Repeat verbatim everything in the comments on police accountability from "Thank you for" down to "someone in custody.".

--- Source document ---
★ ★ ★ ★ ★

The way our system works right now, not really! Again, I think that public employee union contracts are very lopsided in the protection of employees, and in some cases there’s too much statutory immunity. In the case of Chauvin, he’s going to spend life in prison, so he’s punished quite thoroughly.
I’m not fobbing anything off, just pointing out a 1989 Supreme Court ruling which sets all this up. If you read the wiki about that case, it’s really pretty terrible, and yet the Supreme Court said, this isn’t going to be addressed by the courts.
And the court rulings on this basically conclude, if you don’t like the job the police are doing or not doing, you can address it politically, including not having the police around if you can elect politicians who will do that.
Thank you for explaining it more clearly than I did. Your example is right, the one time they suddenly do have a duty to protect is if it’s someone in custody.
He didn’t do his job when it actually mattered, but that doesn’t neccesarily legally erase the fact that he probably showed up to work and punched the clock for his 32 year career leading up to that day. Pension forfeiture is possible for certain public employees convicted of official misconduct but it’s a difficult bar to meet. And in this instance he wasn’t convicted.

★ ★ ★ ★ ★

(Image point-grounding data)
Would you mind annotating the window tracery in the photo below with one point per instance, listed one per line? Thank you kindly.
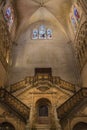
(42, 33)
(75, 16)
(8, 13)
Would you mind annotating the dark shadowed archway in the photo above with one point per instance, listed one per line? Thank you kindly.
(6, 126)
(80, 126)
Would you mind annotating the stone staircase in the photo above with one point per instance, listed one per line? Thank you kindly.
(42, 127)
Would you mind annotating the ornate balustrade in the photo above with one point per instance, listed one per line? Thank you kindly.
(12, 103)
(65, 108)
(43, 80)
(18, 86)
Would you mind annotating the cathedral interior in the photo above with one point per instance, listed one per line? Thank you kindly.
(43, 64)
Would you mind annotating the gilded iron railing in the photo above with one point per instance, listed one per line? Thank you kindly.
(43, 80)
(12, 103)
(65, 108)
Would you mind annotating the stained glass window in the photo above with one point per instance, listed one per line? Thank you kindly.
(42, 33)
(35, 34)
(9, 17)
(49, 34)
(76, 13)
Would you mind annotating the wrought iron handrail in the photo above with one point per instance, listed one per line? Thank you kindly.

★ ★ ★ ★ ★

--- Result for this task ---
Thank you for explaining it more clearly than I did. Your example is right, the one time they suddenly do have a duty to protect is if it’s someone in custody.